== RECORDS FOR THE TASK

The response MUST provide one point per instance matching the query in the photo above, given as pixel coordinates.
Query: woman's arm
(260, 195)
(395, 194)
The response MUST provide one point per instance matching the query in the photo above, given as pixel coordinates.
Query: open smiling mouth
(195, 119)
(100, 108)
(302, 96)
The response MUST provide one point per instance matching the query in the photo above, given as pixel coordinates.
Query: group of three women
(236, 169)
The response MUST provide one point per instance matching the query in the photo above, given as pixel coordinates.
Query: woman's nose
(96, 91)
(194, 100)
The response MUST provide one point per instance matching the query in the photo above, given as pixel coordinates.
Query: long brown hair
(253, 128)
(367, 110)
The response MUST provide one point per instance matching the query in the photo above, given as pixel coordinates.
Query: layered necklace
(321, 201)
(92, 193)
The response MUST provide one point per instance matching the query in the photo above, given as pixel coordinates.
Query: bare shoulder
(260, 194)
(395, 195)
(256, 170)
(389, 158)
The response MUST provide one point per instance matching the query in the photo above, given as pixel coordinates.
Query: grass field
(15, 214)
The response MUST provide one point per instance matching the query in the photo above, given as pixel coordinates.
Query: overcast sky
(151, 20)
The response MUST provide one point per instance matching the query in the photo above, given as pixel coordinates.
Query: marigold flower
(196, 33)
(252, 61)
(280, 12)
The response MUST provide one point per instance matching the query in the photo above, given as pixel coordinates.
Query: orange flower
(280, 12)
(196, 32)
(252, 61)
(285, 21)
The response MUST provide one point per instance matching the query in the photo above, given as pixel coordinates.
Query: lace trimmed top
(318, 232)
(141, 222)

====

## WHAT NEEDS TO BE DONE:
Return, word for word, every line from the line with "Query: overcast sky" to the final line of the data.

## SOLUTION TO THE EXERCISE:
Query: overcast sky
(151, 20)
The response MUST provide one point per instance matching the query in the photo above, given as pixel coordinates.
Query: marigold flower
(196, 33)
(252, 61)
(280, 12)
The response MUST provide one point per instance matching the query in the photo above, given as pixel coordinates.
Query: orange flower
(280, 12)
(196, 32)
(252, 61)
(285, 21)
The response MUST provide one point per instance matching the query in the photo above, given as pixel coordinates.
Query: lace trimmed top
(318, 232)
(141, 222)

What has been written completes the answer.